→ Extract:

*** Begin section ***

That’s when the DART, representing the American people, stepped in.

We partnered with an NGO to install windows and doors, protecting Wesal and her family from the harsh winter climate of northern Iraq. Handrails were added on unfinished staircases to make them safer for her children, and waterspouts, toilets, septic tanks and showers were installed in the house to help prevent disease.

While the home remains far from luxurious — the kitchen area consists largely of a table made from a wood plank, cinder blocks and a small gas burner, and the family stacks their sleeping mats against the wall so they have more room for daily activities — it affords protection and warmth to a family who has lost virtually everything.

For a family who was forced to flee for their very lives, the assistance is more than a better place to live. It is a statement that lets them know people a world away are thinking of them and reaching out to help them.

Wesal’s building has new doors and windows, protecting the family from the elements.

Of course, the family still dreams of the day when they can return to Sinjar, where they had a four-bedroom house and a garden with trees, but they are immensely grateful for the assistance they have received.

“We were in disbelief,” Wesal said, describing her family’s reaction when they heard they would receive the upgrades. “We thank you so much for this.”

Wesal’s story is only one among millions of displaced Iraqis who receive support from the American people.

When over a half million Iraqi children faced a winter without warm clothes, the American people stepped forward and provided 550,000 sets of clothes. In western Iraq, children in Ramadi who had been forced to serve as human shields for Da’esh and ran from snipers and IEDs to escape, received some of these clothes once they reached safety.

When a local school in Ninewa reported a chickenpox outbreak among several students but no doctors or medical facilities to treat them, a U.S.-supported mobile health team traveled to the village to assess the situation and provide treatment.

These mobile health teams are especially important to serve displaced populations that are often dispersed in remote areas. The team’s doctors, nurses, pharmacists and other medical professionals treated 19 villagers with chickenpox. They also taught students and teachers about preventing and treating chickenpox.

*** End section ***

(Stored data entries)
*** Begin section ***

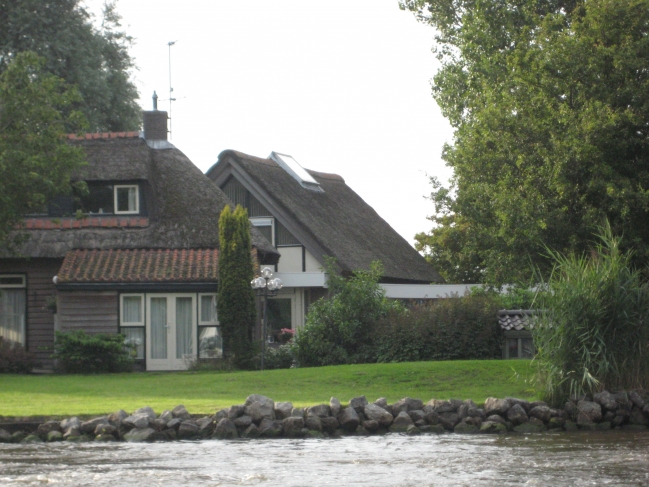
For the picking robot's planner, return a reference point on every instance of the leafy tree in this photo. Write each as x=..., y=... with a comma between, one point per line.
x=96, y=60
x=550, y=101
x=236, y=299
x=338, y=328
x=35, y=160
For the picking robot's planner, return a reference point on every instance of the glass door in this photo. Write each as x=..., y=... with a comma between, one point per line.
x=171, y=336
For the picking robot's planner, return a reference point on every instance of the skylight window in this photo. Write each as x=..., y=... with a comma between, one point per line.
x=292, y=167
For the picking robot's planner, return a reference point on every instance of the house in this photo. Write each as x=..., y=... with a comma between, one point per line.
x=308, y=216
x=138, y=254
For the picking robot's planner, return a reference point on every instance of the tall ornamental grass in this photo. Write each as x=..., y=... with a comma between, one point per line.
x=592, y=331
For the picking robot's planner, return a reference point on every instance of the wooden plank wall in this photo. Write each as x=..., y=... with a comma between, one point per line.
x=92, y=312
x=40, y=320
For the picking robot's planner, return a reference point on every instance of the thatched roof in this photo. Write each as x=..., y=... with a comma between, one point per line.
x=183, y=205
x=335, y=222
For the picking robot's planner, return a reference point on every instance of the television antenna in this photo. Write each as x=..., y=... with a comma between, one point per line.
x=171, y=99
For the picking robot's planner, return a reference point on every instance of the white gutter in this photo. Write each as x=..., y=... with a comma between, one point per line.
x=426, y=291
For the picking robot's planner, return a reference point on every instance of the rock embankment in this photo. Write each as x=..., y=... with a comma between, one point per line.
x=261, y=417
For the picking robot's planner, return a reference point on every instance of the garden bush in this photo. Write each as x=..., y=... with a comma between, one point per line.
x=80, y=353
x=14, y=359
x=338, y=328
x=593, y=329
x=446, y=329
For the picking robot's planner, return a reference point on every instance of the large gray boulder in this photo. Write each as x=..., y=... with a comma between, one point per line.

*** End section ***
*** Begin section ***

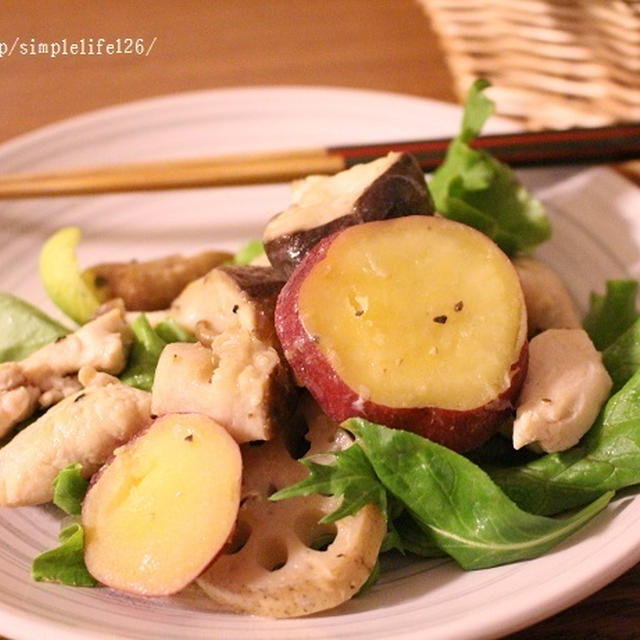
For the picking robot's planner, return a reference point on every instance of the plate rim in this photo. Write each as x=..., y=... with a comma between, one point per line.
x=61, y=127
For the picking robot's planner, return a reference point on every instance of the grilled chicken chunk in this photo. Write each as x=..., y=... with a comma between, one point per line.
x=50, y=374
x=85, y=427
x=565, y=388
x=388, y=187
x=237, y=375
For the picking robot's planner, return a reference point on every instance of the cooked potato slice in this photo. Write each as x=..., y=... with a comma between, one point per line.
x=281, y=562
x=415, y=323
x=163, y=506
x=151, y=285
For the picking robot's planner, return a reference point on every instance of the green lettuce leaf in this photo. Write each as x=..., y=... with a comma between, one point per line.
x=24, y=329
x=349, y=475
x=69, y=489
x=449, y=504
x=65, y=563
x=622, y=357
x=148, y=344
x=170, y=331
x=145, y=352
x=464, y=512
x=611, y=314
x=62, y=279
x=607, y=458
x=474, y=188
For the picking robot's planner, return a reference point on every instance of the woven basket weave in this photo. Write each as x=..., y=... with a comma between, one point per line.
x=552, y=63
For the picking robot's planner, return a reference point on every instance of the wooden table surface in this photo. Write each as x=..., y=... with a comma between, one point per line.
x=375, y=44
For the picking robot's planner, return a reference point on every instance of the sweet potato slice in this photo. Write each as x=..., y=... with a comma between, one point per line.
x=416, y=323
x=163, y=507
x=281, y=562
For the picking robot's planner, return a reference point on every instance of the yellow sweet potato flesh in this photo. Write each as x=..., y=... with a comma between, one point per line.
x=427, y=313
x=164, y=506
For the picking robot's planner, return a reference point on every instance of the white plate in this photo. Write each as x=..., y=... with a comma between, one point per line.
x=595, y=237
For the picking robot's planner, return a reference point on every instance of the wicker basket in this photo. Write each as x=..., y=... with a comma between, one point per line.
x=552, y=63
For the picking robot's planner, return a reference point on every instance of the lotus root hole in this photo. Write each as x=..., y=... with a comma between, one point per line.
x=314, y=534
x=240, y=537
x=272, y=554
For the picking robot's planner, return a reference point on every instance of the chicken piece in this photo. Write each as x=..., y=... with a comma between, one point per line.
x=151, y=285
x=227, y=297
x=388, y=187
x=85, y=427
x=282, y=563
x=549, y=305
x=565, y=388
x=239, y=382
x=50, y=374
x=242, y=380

*** End section ***
*** Begin section ***

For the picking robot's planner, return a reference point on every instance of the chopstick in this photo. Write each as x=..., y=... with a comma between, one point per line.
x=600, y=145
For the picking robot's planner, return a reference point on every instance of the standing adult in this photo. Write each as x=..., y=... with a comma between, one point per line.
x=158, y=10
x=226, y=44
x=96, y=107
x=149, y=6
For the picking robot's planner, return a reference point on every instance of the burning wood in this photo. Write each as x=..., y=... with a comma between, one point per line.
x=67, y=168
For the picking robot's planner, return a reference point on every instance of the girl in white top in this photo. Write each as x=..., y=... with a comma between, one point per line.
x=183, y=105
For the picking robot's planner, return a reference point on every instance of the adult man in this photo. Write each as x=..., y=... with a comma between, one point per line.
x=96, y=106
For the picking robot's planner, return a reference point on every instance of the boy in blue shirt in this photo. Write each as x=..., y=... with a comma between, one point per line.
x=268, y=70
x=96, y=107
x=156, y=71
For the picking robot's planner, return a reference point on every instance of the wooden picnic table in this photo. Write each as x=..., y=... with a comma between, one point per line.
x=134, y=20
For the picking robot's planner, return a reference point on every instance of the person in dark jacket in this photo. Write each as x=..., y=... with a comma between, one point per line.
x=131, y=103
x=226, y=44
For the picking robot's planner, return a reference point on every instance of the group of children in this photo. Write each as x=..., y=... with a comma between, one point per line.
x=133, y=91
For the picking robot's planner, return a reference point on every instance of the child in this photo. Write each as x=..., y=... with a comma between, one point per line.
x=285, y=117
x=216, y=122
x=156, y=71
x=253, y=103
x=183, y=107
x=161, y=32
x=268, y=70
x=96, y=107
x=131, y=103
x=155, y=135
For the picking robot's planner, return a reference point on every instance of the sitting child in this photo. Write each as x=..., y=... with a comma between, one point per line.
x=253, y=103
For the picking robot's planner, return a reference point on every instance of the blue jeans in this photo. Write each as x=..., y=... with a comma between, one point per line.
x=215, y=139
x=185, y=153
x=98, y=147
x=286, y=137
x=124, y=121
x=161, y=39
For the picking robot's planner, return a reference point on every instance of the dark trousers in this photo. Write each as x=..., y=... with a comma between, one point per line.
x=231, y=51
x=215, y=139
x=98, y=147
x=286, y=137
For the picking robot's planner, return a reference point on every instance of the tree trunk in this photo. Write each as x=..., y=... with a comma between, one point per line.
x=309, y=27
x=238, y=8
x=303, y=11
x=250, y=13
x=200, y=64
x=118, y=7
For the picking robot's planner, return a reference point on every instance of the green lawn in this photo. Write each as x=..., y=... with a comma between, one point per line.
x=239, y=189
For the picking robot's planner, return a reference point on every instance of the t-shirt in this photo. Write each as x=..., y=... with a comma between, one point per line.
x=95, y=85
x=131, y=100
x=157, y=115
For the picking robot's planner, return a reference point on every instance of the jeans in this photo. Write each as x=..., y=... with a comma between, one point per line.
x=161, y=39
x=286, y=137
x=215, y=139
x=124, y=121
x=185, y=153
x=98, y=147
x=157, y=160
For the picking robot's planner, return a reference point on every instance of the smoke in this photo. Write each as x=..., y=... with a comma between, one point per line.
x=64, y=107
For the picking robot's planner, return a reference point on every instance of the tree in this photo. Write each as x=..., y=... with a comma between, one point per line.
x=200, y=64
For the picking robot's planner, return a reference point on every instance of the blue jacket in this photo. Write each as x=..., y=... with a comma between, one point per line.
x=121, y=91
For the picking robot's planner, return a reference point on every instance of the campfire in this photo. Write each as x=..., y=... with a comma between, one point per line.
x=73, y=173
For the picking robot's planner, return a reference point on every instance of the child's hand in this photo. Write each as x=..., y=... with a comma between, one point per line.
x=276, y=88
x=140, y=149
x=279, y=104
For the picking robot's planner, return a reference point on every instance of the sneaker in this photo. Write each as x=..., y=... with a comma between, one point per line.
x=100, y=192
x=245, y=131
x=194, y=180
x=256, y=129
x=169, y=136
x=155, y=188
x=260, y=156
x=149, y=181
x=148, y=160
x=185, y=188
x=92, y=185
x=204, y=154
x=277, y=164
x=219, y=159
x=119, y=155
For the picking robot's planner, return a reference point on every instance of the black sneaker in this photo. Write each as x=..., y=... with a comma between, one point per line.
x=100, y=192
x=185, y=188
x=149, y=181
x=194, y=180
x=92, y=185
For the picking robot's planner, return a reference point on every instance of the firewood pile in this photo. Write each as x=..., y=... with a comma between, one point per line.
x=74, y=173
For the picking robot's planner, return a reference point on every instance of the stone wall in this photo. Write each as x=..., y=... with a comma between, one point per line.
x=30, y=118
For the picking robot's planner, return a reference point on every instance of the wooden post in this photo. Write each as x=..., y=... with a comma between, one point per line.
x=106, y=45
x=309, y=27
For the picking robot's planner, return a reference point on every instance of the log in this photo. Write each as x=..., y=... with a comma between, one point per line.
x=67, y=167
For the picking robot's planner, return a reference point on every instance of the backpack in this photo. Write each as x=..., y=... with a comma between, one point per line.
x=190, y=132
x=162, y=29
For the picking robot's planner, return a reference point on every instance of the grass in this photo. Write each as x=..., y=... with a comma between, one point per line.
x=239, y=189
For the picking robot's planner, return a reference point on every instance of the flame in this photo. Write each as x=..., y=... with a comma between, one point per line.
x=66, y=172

*** End section ***

→ Required actions:
(1) Summarize the text on aid to displaced Iraqis in two sentences.
(2) Retype the part of the text on aid to displaced Iraqis from "When a local" to "and treating chickenpox.".

→ Expected results:
(1) The DART partnered with an NGO to improve the home of Wesal and her family in northern Iraq with windows, doors, handrails and sanitation facilities, giving protection and warmth to a family that lost virtually everything and still dreams of returning to Sinjar. Her story is one among millions of displaced Iraqis supported by the American people, who also provided 550,000 sets of children's clothes and funded mobile health teams, one of which treated 19 villagers with chickenpox in Ninewa.

(2)
When a local school in Ninewa reported a chickenpox outbreak among several students but no doctors or medical facilities to treat them, a U.S.-supported mobile health team traveled to the village to assess the situation and provide treatment.

These mobile health teams are especially important to serve displaced populations that are often dispersed in remote areas. The team’s doctors, nurses, pharmacists and other medical professionals treated 19 villagers with chickenpox. They also taught students and teachers about preventing and treating chickenpox.